Task requirements: From the records below, pull out the lines starting at the line that contains "of the grassy" and ending at the line that contains "(1126, 112)", including both. Reproduce them word for word and give nothing else.

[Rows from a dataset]
▬▬▬▬▬▬
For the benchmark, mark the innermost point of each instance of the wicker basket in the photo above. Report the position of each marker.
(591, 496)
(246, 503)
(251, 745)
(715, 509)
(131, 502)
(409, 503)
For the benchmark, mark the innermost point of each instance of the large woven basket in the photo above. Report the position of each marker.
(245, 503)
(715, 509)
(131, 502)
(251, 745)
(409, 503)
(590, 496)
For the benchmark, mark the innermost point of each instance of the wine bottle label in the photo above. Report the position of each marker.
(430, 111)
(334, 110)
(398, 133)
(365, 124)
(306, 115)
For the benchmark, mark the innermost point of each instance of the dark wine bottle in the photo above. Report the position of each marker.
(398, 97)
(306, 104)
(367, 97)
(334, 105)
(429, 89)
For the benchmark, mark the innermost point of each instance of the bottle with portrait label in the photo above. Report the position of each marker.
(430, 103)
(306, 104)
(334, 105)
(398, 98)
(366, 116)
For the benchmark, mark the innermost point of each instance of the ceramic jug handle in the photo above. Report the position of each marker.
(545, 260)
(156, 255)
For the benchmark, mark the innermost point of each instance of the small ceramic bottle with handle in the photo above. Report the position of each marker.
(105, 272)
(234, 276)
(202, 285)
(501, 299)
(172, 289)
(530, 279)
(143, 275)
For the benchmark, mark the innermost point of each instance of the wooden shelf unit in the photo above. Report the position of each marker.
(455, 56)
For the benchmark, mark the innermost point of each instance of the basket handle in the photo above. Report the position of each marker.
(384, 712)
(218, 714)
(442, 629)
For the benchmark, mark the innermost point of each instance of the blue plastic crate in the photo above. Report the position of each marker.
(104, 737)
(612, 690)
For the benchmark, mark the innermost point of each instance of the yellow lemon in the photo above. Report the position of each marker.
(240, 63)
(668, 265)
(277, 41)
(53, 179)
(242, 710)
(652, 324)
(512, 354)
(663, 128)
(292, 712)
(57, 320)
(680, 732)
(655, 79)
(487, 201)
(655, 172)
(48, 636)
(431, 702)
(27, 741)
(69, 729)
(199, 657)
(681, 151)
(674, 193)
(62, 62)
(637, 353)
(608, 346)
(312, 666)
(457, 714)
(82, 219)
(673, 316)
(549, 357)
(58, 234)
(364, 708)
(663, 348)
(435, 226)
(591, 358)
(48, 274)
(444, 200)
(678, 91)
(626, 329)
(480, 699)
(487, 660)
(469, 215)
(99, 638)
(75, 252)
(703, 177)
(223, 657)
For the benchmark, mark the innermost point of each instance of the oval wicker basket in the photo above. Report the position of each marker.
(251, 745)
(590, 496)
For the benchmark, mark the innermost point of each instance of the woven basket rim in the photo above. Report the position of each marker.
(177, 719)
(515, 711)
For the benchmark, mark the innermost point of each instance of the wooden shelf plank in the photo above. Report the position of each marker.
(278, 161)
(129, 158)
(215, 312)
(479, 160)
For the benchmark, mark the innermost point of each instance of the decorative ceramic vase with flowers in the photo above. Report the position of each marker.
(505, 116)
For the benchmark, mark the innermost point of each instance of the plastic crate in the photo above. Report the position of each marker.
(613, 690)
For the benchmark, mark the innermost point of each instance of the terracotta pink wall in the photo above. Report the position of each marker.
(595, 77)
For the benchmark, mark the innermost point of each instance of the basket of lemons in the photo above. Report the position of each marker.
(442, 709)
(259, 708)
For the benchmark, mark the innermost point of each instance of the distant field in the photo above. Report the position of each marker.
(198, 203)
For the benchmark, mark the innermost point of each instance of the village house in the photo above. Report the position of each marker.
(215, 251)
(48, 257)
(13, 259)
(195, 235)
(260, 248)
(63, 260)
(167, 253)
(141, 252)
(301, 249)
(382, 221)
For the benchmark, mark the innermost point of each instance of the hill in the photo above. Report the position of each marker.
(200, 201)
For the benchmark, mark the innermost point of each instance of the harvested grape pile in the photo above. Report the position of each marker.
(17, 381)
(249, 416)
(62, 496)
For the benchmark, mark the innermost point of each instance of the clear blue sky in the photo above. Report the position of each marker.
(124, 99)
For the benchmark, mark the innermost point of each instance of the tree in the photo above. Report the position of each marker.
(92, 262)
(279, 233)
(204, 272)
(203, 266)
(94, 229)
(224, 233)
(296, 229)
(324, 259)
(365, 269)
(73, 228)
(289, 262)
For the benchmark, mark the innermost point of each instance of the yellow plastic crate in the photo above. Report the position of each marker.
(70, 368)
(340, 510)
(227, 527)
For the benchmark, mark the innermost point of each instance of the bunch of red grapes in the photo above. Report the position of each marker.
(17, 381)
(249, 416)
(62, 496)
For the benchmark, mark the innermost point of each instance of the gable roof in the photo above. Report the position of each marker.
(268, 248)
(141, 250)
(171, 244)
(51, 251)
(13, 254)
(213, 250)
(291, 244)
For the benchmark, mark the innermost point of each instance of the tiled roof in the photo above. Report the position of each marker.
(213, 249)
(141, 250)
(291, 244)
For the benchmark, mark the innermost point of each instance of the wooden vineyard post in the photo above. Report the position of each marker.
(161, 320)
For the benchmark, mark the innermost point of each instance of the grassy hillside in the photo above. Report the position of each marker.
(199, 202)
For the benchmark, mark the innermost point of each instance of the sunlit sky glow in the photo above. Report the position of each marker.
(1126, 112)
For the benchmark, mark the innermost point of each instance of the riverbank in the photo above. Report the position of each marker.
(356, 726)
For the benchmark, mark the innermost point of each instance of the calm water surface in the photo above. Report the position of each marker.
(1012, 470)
▬▬▬▬▬▬
Exercise response:
For the benchmark, mark the innermost point of each instance of the grassy hillside in the photo above. Report the position of each marker.
(199, 202)
For the benchmark, mark the innermost point of each instance of the sunlit sky glow in the photo above. Report the position of each marker.
(1126, 112)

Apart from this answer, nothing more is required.